From the listing below, extract every line containing "bush".

========

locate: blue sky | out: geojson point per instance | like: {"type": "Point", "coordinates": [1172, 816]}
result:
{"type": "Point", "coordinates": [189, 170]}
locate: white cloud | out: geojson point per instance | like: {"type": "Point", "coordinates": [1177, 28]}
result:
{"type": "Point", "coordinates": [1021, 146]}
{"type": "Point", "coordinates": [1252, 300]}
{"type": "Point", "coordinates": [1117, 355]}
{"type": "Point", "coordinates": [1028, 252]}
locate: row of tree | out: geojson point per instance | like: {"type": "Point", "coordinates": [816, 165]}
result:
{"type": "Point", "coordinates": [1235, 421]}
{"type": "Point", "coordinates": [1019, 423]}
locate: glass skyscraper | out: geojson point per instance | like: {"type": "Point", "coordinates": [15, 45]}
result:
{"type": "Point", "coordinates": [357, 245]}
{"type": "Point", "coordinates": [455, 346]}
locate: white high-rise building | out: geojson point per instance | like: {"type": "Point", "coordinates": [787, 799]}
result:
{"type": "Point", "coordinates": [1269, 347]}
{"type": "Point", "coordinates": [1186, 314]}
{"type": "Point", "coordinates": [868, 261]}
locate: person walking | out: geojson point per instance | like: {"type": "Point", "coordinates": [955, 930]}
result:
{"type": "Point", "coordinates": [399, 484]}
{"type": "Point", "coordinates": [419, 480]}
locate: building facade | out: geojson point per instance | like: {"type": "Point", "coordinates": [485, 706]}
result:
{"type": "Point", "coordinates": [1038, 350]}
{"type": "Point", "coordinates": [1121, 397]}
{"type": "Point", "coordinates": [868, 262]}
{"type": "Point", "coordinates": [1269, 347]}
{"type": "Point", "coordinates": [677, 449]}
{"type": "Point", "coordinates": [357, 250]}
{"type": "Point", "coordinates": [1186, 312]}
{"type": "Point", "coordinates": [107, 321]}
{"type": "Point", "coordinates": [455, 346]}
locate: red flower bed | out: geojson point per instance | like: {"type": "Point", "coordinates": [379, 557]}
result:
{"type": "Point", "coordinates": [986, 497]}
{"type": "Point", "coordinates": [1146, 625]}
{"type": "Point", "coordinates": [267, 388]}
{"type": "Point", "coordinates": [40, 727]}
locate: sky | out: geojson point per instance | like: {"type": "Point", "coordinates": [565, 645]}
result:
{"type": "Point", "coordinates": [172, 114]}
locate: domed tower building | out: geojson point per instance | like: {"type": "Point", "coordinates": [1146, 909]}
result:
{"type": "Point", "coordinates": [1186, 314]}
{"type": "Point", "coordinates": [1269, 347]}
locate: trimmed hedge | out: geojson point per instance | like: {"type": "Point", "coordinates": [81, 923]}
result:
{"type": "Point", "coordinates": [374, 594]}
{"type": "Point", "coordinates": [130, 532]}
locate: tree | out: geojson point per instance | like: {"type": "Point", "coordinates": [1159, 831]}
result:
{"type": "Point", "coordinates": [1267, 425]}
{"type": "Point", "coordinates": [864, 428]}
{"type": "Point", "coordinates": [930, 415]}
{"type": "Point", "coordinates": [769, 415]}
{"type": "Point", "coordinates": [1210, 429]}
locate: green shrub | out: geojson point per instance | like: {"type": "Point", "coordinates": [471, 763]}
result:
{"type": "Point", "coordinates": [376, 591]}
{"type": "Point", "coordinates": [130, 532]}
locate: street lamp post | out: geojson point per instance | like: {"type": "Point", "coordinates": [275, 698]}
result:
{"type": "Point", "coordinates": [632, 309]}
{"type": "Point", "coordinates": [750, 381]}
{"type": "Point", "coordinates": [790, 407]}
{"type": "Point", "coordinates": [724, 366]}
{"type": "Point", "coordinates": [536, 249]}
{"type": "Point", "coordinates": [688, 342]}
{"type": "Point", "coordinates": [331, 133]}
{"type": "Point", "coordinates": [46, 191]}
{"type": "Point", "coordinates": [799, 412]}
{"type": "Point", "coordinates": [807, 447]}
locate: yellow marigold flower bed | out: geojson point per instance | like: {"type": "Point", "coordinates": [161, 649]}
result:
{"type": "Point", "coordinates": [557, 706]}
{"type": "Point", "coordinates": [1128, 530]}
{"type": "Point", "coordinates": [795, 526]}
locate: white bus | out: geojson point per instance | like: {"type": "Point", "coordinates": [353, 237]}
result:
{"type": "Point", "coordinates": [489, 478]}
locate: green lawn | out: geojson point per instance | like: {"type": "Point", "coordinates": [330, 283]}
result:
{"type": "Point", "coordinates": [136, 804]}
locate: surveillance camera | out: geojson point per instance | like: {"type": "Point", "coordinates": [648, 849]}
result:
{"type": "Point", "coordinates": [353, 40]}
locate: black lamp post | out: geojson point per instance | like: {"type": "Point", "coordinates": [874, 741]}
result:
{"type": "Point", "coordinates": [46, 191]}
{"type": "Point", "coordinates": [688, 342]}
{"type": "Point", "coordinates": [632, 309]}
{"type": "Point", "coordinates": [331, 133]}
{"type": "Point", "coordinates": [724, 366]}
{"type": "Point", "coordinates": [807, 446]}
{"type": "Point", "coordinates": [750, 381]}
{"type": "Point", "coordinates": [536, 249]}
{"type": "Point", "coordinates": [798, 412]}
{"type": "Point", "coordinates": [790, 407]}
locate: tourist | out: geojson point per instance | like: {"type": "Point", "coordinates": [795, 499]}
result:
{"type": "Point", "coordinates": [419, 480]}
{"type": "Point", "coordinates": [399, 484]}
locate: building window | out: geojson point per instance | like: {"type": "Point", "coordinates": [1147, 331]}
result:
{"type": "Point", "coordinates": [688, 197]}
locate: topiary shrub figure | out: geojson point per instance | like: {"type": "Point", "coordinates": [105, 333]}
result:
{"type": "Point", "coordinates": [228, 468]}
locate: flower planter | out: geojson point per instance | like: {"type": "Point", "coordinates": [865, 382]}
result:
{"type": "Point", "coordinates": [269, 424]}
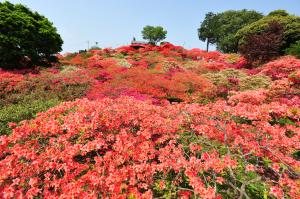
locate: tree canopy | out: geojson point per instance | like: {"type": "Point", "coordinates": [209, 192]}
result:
{"type": "Point", "coordinates": [26, 37]}
{"type": "Point", "coordinates": [154, 34]}
{"type": "Point", "coordinates": [221, 28]}
{"type": "Point", "coordinates": [208, 30]}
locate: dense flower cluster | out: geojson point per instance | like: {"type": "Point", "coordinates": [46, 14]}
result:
{"type": "Point", "coordinates": [124, 147]}
{"type": "Point", "coordinates": [154, 122]}
{"type": "Point", "coordinates": [281, 68]}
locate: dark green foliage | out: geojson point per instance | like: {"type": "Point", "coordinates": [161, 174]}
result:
{"type": "Point", "coordinates": [26, 38]}
{"type": "Point", "coordinates": [290, 23]}
{"type": "Point", "coordinates": [208, 30]}
{"type": "Point", "coordinates": [230, 22]}
{"type": "Point", "coordinates": [294, 49]}
{"type": "Point", "coordinates": [260, 48]}
{"type": "Point", "coordinates": [154, 34]}
{"type": "Point", "coordinates": [221, 28]}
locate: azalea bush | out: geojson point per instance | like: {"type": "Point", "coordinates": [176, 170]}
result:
{"type": "Point", "coordinates": [155, 122]}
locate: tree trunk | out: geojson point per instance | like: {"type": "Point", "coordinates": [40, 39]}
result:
{"type": "Point", "coordinates": [207, 44]}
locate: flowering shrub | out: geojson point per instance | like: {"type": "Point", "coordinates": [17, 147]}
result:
{"type": "Point", "coordinates": [231, 133]}
{"type": "Point", "coordinates": [130, 148]}
{"type": "Point", "coordinates": [281, 68]}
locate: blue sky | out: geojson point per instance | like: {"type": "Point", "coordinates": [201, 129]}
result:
{"type": "Point", "coordinates": [113, 23]}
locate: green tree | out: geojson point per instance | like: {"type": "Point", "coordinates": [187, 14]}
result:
{"type": "Point", "coordinates": [154, 34]}
{"type": "Point", "coordinates": [230, 22]}
{"type": "Point", "coordinates": [26, 38]}
{"type": "Point", "coordinates": [220, 29]}
{"type": "Point", "coordinates": [209, 28]}
{"type": "Point", "coordinates": [290, 23]}
{"type": "Point", "coordinates": [294, 49]}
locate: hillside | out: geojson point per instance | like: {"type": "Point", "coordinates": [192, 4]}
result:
{"type": "Point", "coordinates": [158, 121]}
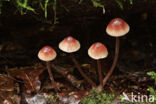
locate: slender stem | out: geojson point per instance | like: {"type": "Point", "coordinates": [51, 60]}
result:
{"type": "Point", "coordinates": [100, 74]}
{"type": "Point", "coordinates": [81, 72]}
{"type": "Point", "coordinates": [51, 76]}
{"type": "Point", "coordinates": [114, 62]}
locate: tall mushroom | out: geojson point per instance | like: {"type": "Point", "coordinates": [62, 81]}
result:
{"type": "Point", "coordinates": [116, 28]}
{"type": "Point", "coordinates": [98, 51]}
{"type": "Point", "coordinates": [70, 45]}
{"type": "Point", "coordinates": [48, 54]}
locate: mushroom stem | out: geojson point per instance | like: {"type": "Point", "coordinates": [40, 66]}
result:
{"type": "Point", "coordinates": [81, 72]}
{"type": "Point", "coordinates": [51, 75]}
{"type": "Point", "coordinates": [100, 74]}
{"type": "Point", "coordinates": [114, 62]}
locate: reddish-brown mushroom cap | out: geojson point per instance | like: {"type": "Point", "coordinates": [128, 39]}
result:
{"type": "Point", "coordinates": [47, 53]}
{"type": "Point", "coordinates": [69, 45]}
{"type": "Point", "coordinates": [117, 27]}
{"type": "Point", "coordinates": [98, 51]}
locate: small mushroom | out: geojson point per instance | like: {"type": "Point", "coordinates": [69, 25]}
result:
{"type": "Point", "coordinates": [98, 51]}
{"type": "Point", "coordinates": [116, 28]}
{"type": "Point", "coordinates": [48, 54]}
{"type": "Point", "coordinates": [70, 45]}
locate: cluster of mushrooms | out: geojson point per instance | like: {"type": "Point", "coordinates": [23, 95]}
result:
{"type": "Point", "coordinates": [116, 28]}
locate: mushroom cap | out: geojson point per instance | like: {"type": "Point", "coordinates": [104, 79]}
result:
{"type": "Point", "coordinates": [117, 28]}
{"type": "Point", "coordinates": [69, 45]}
{"type": "Point", "coordinates": [98, 51]}
{"type": "Point", "coordinates": [47, 53]}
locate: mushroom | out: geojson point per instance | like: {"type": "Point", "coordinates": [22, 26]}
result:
{"type": "Point", "coordinates": [116, 28]}
{"type": "Point", "coordinates": [48, 54]}
{"type": "Point", "coordinates": [70, 45]}
{"type": "Point", "coordinates": [98, 51]}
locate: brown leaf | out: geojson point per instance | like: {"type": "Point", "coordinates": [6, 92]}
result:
{"type": "Point", "coordinates": [8, 93]}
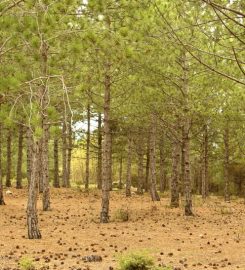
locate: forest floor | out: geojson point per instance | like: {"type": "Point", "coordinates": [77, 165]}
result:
{"type": "Point", "coordinates": [213, 239]}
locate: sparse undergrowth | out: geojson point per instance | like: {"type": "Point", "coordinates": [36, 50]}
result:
{"type": "Point", "coordinates": [121, 214]}
{"type": "Point", "coordinates": [139, 261]}
{"type": "Point", "coordinates": [26, 263]}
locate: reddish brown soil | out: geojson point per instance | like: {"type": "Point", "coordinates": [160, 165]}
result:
{"type": "Point", "coordinates": [213, 239]}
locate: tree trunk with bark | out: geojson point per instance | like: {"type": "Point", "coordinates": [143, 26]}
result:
{"type": "Point", "coordinates": [9, 159]}
{"type": "Point", "coordinates": [154, 193]}
{"type": "Point", "coordinates": [129, 163]}
{"type": "Point", "coordinates": [106, 156]}
{"type": "Point", "coordinates": [87, 149]}
{"type": "Point", "coordinates": [69, 151]}
{"type": "Point", "coordinates": [32, 218]}
{"type": "Point", "coordinates": [174, 188]}
{"type": "Point", "coordinates": [44, 141]}
{"type": "Point", "coordinates": [162, 167]}
{"type": "Point", "coordinates": [99, 158]}
{"type": "Point", "coordinates": [205, 163]}
{"type": "Point", "coordinates": [56, 182]}
{"type": "Point", "coordinates": [140, 167]}
{"type": "Point", "coordinates": [20, 158]}
{"type": "Point", "coordinates": [147, 168]}
{"type": "Point", "coordinates": [120, 172]}
{"type": "Point", "coordinates": [1, 173]}
{"type": "Point", "coordinates": [226, 163]}
{"type": "Point", "coordinates": [29, 143]}
{"type": "Point", "coordinates": [64, 154]}
{"type": "Point", "coordinates": [186, 137]}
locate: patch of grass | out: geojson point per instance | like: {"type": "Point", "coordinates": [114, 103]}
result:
{"type": "Point", "coordinates": [138, 261]}
{"type": "Point", "coordinates": [122, 215]}
{"type": "Point", "coordinates": [26, 263]}
{"type": "Point", "coordinates": [226, 210]}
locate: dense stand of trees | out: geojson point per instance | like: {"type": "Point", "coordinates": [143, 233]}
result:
{"type": "Point", "coordinates": [159, 84]}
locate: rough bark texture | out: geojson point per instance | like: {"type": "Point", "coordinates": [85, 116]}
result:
{"type": "Point", "coordinates": [205, 163]}
{"type": "Point", "coordinates": [140, 167]}
{"type": "Point", "coordinates": [44, 142]}
{"type": "Point", "coordinates": [106, 156]}
{"type": "Point", "coordinates": [174, 189]}
{"type": "Point", "coordinates": [129, 163]}
{"type": "Point", "coordinates": [29, 154]}
{"type": "Point", "coordinates": [20, 158]}
{"type": "Point", "coordinates": [69, 151]}
{"type": "Point", "coordinates": [147, 168]}
{"type": "Point", "coordinates": [1, 174]}
{"type": "Point", "coordinates": [64, 154]}
{"type": "Point", "coordinates": [182, 164]}
{"type": "Point", "coordinates": [56, 183]}
{"type": "Point", "coordinates": [162, 167]}
{"type": "Point", "coordinates": [120, 172]}
{"type": "Point", "coordinates": [32, 219]}
{"type": "Point", "coordinates": [187, 182]}
{"type": "Point", "coordinates": [40, 173]}
{"type": "Point", "coordinates": [87, 149]}
{"type": "Point", "coordinates": [154, 194]}
{"type": "Point", "coordinates": [226, 164]}
{"type": "Point", "coordinates": [186, 138]}
{"type": "Point", "coordinates": [9, 159]}
{"type": "Point", "coordinates": [99, 158]}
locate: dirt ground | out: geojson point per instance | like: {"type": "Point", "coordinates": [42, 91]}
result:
{"type": "Point", "coordinates": [213, 239]}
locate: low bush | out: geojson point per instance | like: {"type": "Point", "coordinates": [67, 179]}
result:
{"type": "Point", "coordinates": [26, 263]}
{"type": "Point", "coordinates": [138, 261]}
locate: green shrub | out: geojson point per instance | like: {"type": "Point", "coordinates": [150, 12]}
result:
{"type": "Point", "coordinates": [121, 215]}
{"type": "Point", "coordinates": [136, 261]}
{"type": "Point", "coordinates": [139, 261]}
{"type": "Point", "coordinates": [26, 263]}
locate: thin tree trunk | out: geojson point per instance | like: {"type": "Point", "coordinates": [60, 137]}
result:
{"type": "Point", "coordinates": [147, 169]}
{"type": "Point", "coordinates": [56, 183]}
{"type": "Point", "coordinates": [226, 164]}
{"type": "Point", "coordinates": [64, 154]}
{"type": "Point", "coordinates": [120, 172]}
{"type": "Point", "coordinates": [205, 164]}
{"type": "Point", "coordinates": [40, 173]}
{"type": "Point", "coordinates": [154, 194]}
{"type": "Point", "coordinates": [44, 141]}
{"type": "Point", "coordinates": [87, 149]}
{"type": "Point", "coordinates": [99, 158]}
{"type": "Point", "coordinates": [20, 157]}
{"type": "Point", "coordinates": [106, 161]}
{"type": "Point", "coordinates": [9, 159]}
{"type": "Point", "coordinates": [29, 154]}
{"type": "Point", "coordinates": [140, 167]}
{"type": "Point", "coordinates": [69, 152]}
{"type": "Point", "coordinates": [129, 163]}
{"type": "Point", "coordinates": [1, 173]}
{"type": "Point", "coordinates": [32, 218]}
{"type": "Point", "coordinates": [186, 136]}
{"type": "Point", "coordinates": [174, 189]}
{"type": "Point", "coordinates": [188, 196]}
{"type": "Point", "coordinates": [182, 166]}
{"type": "Point", "coordinates": [162, 167]}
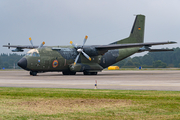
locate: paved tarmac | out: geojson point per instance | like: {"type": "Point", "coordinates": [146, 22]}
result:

========

Exercise solution:
locate: azalea bush | out: geojson point per instance | like: {"type": "Point", "coordinates": [176, 170]}
locate: low bush | out: geojson point per instance | like: {"type": "Point", "coordinates": [67, 179]}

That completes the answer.